◆ Request: Look at the entries below and reproduce them exactly.

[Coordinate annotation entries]
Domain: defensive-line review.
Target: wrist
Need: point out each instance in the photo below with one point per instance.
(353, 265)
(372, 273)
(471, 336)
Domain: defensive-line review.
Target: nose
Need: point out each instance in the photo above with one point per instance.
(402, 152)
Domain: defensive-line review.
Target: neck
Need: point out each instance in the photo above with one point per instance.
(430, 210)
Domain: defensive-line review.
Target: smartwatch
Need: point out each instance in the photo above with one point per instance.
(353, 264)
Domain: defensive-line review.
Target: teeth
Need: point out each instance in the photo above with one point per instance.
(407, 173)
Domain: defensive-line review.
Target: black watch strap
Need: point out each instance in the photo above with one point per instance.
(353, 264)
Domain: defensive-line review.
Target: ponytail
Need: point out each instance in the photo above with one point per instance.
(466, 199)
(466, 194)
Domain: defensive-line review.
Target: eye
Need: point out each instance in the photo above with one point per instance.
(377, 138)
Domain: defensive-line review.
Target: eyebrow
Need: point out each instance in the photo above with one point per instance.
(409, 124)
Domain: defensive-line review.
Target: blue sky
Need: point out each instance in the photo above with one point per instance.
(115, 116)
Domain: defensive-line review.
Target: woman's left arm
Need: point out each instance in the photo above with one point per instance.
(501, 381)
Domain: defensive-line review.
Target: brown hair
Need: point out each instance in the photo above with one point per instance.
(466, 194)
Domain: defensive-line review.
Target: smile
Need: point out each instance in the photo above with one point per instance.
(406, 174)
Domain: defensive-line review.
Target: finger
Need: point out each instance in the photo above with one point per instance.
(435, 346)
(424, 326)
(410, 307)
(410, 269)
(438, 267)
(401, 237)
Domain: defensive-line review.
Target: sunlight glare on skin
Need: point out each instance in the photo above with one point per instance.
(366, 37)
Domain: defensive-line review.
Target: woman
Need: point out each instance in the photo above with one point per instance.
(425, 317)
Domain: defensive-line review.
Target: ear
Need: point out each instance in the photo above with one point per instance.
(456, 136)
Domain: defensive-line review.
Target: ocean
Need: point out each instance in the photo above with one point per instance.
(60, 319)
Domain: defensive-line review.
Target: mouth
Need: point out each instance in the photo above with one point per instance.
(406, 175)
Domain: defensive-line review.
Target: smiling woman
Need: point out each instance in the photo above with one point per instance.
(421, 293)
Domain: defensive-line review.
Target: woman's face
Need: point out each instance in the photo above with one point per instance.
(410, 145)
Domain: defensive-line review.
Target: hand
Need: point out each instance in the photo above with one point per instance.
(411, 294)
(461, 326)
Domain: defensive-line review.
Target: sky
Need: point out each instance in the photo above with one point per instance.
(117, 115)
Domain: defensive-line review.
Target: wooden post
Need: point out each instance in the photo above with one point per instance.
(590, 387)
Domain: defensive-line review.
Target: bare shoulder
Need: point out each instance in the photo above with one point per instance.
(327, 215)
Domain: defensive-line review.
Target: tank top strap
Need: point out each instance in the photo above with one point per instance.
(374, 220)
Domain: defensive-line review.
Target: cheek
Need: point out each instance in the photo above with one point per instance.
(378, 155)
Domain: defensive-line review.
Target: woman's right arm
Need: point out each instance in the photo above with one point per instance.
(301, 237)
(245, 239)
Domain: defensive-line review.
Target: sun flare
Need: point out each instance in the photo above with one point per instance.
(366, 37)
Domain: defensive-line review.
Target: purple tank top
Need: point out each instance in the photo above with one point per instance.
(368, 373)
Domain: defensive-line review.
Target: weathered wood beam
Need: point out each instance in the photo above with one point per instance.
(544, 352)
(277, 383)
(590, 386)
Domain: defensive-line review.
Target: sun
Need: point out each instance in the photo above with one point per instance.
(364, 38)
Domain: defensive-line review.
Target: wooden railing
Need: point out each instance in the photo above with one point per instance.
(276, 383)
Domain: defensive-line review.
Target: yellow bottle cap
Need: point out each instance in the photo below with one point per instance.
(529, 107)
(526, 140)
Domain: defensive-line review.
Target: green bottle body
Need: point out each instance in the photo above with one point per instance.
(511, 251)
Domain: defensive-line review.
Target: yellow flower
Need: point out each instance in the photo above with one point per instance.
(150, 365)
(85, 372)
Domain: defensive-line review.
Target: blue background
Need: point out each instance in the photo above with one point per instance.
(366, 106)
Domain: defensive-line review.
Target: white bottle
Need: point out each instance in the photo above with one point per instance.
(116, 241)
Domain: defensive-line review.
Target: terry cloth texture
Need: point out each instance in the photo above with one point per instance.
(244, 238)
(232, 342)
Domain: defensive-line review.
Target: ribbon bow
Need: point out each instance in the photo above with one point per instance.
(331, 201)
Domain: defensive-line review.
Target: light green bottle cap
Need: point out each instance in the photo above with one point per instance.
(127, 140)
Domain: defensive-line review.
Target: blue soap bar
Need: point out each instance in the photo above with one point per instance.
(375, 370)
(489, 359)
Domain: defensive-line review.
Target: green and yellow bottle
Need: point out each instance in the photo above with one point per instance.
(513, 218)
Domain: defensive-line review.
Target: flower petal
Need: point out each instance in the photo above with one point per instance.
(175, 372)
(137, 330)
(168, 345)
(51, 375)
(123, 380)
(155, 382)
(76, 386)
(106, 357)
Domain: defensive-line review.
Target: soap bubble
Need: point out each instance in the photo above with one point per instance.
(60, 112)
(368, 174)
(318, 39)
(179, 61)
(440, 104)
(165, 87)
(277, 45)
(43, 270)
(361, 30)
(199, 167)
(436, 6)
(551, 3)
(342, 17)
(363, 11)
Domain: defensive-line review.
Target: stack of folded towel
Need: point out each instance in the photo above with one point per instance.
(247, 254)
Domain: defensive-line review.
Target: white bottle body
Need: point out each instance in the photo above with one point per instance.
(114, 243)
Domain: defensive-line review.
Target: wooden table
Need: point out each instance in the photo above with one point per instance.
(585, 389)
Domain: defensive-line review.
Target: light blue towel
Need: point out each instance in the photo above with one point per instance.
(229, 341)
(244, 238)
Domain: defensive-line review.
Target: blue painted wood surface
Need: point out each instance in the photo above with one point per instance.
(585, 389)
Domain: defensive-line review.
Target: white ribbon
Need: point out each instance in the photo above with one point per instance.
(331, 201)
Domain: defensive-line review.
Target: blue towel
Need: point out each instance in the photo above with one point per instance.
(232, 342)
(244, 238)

◆ Reply:
Domain: defensive-line review.
Target: wrist
Need: point out each instance in the photo below with one point per instance.
(353, 265)
(372, 273)
(471, 336)
Domain: defensive-line review.
Target: nose
Need: point out each instance in the photo above with one point per instance.
(402, 152)
Domain: defensive-line review.
Target: neck
Need: point out each instance in the photo above with one point per instance.
(430, 210)
Domain: defensive-line review.
Target: smartwatch
Need: point out each instance in the photo above with one point per instance.
(353, 264)
Domain: defensive-line review.
Target: teeth
Need: point out each instance in the photo above with one point per instance.
(407, 173)
Domain: defensive-line review.
Target: black watch strap
Need: point out each instance in the photo above with one point per instance.
(353, 264)
Domain: defensive-line review.
Target: ponytail
Need: point out each instance in the photo above with one point per instance.
(466, 199)
(466, 194)
Domain: defensive-line review.
Target: eye
Need: point out each instance in the photo above with one point per instance.
(377, 138)
Domain: defensive-line review.
Target: eyebrow
Need: point out each instance in the photo above with one point per instance.
(409, 124)
Domain: defensive-line review.
Target: blue sky
Need: point out each instance in the photo above with one point per instance.
(115, 116)
Domain: defensive-line review.
Target: woman's left arm
Need: point out each instance in the photo above with one point per instance.
(501, 381)
Domain: defensive-line review.
Target: brown hair
Need: point out each instance in the photo above with one point per instance.
(466, 194)
Domain: defensive-line review.
Target: smile
Need: point out each instance in the photo above with one point per instance.
(406, 174)
Domain: defensive-line review.
Target: finger
Need: point out each instance in the photo above with one point per instance.
(435, 346)
(424, 326)
(410, 307)
(410, 269)
(438, 267)
(401, 237)
Domain: defensive-line review.
Target: sunlight glare on skin
Need: point out each instance in the photo above with one point per instance.
(366, 37)
Domain: defensive-line review.
Target: woman
Need: point out each instance in the photo above with one point per instance.
(425, 317)
Domain: defensive-line review.
Target: ear
Need: point out each instance in the photo above with one point per instance.
(456, 136)
Domain: defensive-line review.
Target: ocean
Need: point out each instance in the photo above with one point per instance.
(60, 319)
Domain: defensive-line review.
Target: mouth
Need: point out each instance in the photo above with one point per instance.
(406, 175)
Domain: defensive-line review.
Target: smiling woman
Need: point out each instance in the photo above with one point per instance.
(421, 293)
Domain: defensive-line review.
Target: woman's face
Need: point out each instance in the photo above with one point per instance.
(410, 145)
Domain: defensive-line review.
Target: hand
Need: point out each instance in the photo above with one point per instance.
(411, 294)
(461, 326)
Domain: defensive-line review.
Target: sky
Need: point out each instance in the photo above with one point per instance.
(117, 115)
Domain: defensive-line review.
Target: wooden post
Need: point out each instance in the photo above with one point per instance.
(590, 387)
Domain: defensive-line review.
Target: bare shoulder
Need: point out each instance in the photo above with one point per instance.
(327, 215)
Domain: defensive-line review.
Target: tank top strap
Need: point out each instance in the photo above with one point per instance.
(374, 220)
Domain: defensive-line review.
Target: cheek
Need: point out each instance in the photo above with one point per instance.
(378, 155)
Domain: defensive-line review.
Target: woman's right arm
Need: point out each instance in the photo above with one point per instance.
(301, 237)
(245, 239)
Domain: defensive-line review.
Target: sun flare
Need: point out each instance in the photo above with one point per instance.
(366, 37)
Domain: defensive-line review.
Target: purple tank top
Need: point out each instance in the photo above with one point per instance.
(368, 373)
Domain: defensive-line review.
Target: weathered wood beam
Need: point out each instance in the photo above with one point per instance.
(544, 352)
(277, 383)
(590, 386)
Domain: defensive-line review.
Target: sun
Need: point out each instance in the photo above with one point per instance.
(364, 38)
Domain: defensive-line review.
Target: wooden railing
Need: point out each instance in the photo above with one point per instance.
(276, 383)
Domain: defensive-line review.
Target: yellow bottle cap
Need: point out each instance in the photo below with one point per instance.
(529, 107)
(526, 140)
Domain: defensive-line review.
Target: green bottle body
Need: point out each instance in the photo above with one point per instance.
(511, 251)
Domain: defensive-line review.
Target: yellow flower
Need: point out each instance in the photo above with one point per instance.
(150, 365)
(85, 372)
Domain: defensive-line review.
Target: blue background
Need: point out each instance in the photo above with one point per instance.
(366, 106)
Domain: defensive-line review.
Target: white bottle
Need: point out each instance in the photo above with one point per instance.
(116, 241)
Domain: defensive-line review.
Target: terry cloth texture
Need: point out each instance in the photo above with one point per instance.
(244, 238)
(232, 342)
Domain: defensive-line review.
Target: ribbon bow
Need: point out each instance in the photo above with one point per instance.
(331, 201)
Domain: defensive-line review.
Target: light green bottle cap
Need: point out each instance in the photo above with one point per instance.
(127, 140)
Domain: defensive-line review.
Target: blue soap bar
Need: point out each instance in the photo above with one point per instance.
(375, 370)
(489, 359)
Domain: defensive-line review.
Target: green and yellow bottle
Need: point out each instance in the photo above with one point per instance.
(513, 218)
Domain: defensive-line review.
Target: flower petal
Need: point out each instance in the photo above with one point per instance.
(175, 372)
(137, 330)
(168, 345)
(51, 375)
(123, 380)
(155, 382)
(76, 386)
(106, 357)
Domain: defensive-line review.
Target: soap bubble
Need: point out each instance in the photo above with one point per instance.
(60, 112)
(368, 174)
(318, 39)
(179, 61)
(440, 104)
(165, 87)
(277, 45)
(43, 270)
(361, 30)
(199, 167)
(436, 6)
(551, 3)
(342, 17)
(363, 11)
Domain: defensive-line review.
Target: stack of folded towel
Need: point out each instance in the photo above with one point per instance.
(247, 254)
Domain: defensive-line review.
Target: white bottle body
Need: point out each instance in the photo above with one point per instance.
(114, 243)
Domain: defensive-line review.
Target: wooden table
Need: point out each instance in the photo above with one point per instance.
(585, 389)
Domain: defensive-line review.
Target: light blue towel
Need: point out each instance in the photo above with one point per instance.
(229, 341)
(244, 238)
Domain: defensive-line review.
Target: blue painted wood surface
Need: point out each instance in the photo above with one point per instance.
(585, 389)
Domain: defensive-line review.
Target: white ribbon
Need: point out each instance in the photo above with one point per instance.
(331, 201)
Domain: defensive-line review.
Target: blue towel
Need: point out each instance in the photo above with one point per instance.
(232, 342)
(244, 238)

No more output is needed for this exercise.